**TASK STATEMENT:** Set the listing down again in full, word for word, with the pictures left out.

** start DATA FOR PROCESSING **

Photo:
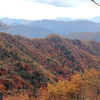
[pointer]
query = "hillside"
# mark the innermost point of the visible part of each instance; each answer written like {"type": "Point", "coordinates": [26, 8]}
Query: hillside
{"type": "Point", "coordinates": [67, 26]}
{"type": "Point", "coordinates": [43, 28]}
{"type": "Point", "coordinates": [30, 32]}
{"type": "Point", "coordinates": [28, 64]}
{"type": "Point", "coordinates": [84, 35]}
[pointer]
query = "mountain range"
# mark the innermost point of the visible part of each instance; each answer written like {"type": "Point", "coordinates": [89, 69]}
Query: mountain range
{"type": "Point", "coordinates": [76, 29]}
{"type": "Point", "coordinates": [84, 35]}
{"type": "Point", "coordinates": [28, 64]}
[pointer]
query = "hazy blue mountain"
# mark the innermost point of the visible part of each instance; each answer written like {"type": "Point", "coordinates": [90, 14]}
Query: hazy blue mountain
{"type": "Point", "coordinates": [30, 32]}
{"type": "Point", "coordinates": [15, 21]}
{"type": "Point", "coordinates": [94, 19]}
{"type": "Point", "coordinates": [64, 19]}
{"type": "Point", "coordinates": [68, 26]}
{"type": "Point", "coordinates": [84, 35]}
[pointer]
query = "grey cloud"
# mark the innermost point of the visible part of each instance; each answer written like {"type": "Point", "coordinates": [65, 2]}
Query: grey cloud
{"type": "Point", "coordinates": [62, 3]}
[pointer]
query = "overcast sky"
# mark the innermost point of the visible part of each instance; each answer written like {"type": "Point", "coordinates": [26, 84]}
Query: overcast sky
{"type": "Point", "coordinates": [48, 9]}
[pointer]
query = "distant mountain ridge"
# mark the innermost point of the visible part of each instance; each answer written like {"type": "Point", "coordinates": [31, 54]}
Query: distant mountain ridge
{"type": "Point", "coordinates": [94, 19]}
{"type": "Point", "coordinates": [42, 28]}
{"type": "Point", "coordinates": [84, 35]}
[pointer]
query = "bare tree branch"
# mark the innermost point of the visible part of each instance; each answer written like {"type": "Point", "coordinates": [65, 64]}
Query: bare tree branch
{"type": "Point", "coordinates": [96, 3]}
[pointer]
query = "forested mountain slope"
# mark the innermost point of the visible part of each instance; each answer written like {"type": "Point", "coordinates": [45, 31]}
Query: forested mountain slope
{"type": "Point", "coordinates": [28, 64]}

** end DATA FOR PROCESSING **

**WRITTEN RESPONSE:**
Photo:
[pointer]
query = "hillside"
# mark the innermost point of the visible part of each instance; each answer written like {"type": "Point", "coordinates": [26, 8]}
Query: hillside
{"type": "Point", "coordinates": [67, 26]}
{"type": "Point", "coordinates": [43, 28]}
{"type": "Point", "coordinates": [30, 32]}
{"type": "Point", "coordinates": [28, 64]}
{"type": "Point", "coordinates": [84, 35]}
[pointer]
query = "mountain range"
# mark the innermost point of the visible part of each instance; each answer written like {"type": "Point", "coordinates": [89, 69]}
Query: mountain range
{"type": "Point", "coordinates": [76, 29]}
{"type": "Point", "coordinates": [84, 35]}
{"type": "Point", "coordinates": [28, 64]}
[pointer]
query = "hazy blue mountain"
# mark the innermost point of the visible part of each instance; each answer written like {"type": "Point", "coordinates": [90, 14]}
Query: hazy blue mountain
{"type": "Point", "coordinates": [30, 32]}
{"type": "Point", "coordinates": [15, 21]}
{"type": "Point", "coordinates": [94, 19]}
{"type": "Point", "coordinates": [64, 19]}
{"type": "Point", "coordinates": [68, 26]}
{"type": "Point", "coordinates": [84, 35]}
[pointer]
query = "grey cloud"
# mark the innermost point of the visible part of each instance; each answer written like {"type": "Point", "coordinates": [65, 2]}
Query: grey cloud
{"type": "Point", "coordinates": [62, 3]}
[pointer]
query = "overcast sky"
# mark the innermost point of the visible part of each instance; each answer written like {"type": "Point", "coordinates": [26, 84]}
Query: overcast sky
{"type": "Point", "coordinates": [48, 9]}
[pointer]
query = "distant mountain ridge"
# mark the innermost point of the visible part of each instance; each answer written like {"type": "Point", "coordinates": [31, 54]}
Query: distant mountain ridge
{"type": "Point", "coordinates": [94, 19]}
{"type": "Point", "coordinates": [42, 28]}
{"type": "Point", "coordinates": [84, 35]}
[pointer]
query = "bare tree branch"
# mark the innermost point of the visible part of each instance; each answer written like {"type": "Point", "coordinates": [65, 64]}
Query: bare tree branch
{"type": "Point", "coordinates": [96, 3]}
[pointer]
query = "forested mountain slope"
# mark the innermost point of the visible part of each instance; each answer written like {"type": "Point", "coordinates": [45, 31]}
Query: forested mountain slope
{"type": "Point", "coordinates": [28, 64]}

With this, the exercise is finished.